Your instructions: Rewrite the lines below as a numbered list, skipping any blank lines.

Provided material:
____________
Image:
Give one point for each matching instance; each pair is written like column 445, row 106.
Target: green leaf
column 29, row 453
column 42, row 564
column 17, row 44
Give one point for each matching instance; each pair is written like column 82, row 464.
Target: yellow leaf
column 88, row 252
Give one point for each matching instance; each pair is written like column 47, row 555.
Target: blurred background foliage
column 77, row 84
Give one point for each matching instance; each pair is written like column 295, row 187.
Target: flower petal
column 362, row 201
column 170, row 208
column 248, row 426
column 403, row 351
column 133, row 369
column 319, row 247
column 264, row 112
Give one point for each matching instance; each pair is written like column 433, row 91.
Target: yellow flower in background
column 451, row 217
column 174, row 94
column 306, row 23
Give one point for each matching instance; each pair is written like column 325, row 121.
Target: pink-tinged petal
____________
Exercise response:
1. Image:
2. Give one point for each matching instance; each pair is written like column 445, row 106.
3. Target: green leaf
4. column 29, row 453
5. column 42, row 564
6. column 17, row 44
7. Give one point for each matching instance; each pair is written like column 82, row 464.
8. Target: yellow leaf
9. column 88, row 252
10. Give one point for each matching instance; each pair is written like column 47, row 555.
11. Target: blurred background foliage
12. column 77, row 84
13. Give one point for each matching instance; each pair is written like column 295, row 187.
14. Target: flower petal
15. column 362, row 201
16. column 170, row 208
17. column 248, row 426
18. column 403, row 351
19. column 133, row 369
20. column 319, row 247
21. column 264, row 112
22. Give one point for each matching instance; each pair is written like column 433, row 91.
23. Target: yellow flower in background
24. column 451, row 217
25. column 174, row 94
26. column 306, row 23
27. Give one point for each matching instance; each pair is written like column 325, row 121.
28. Target: pink-tinged petal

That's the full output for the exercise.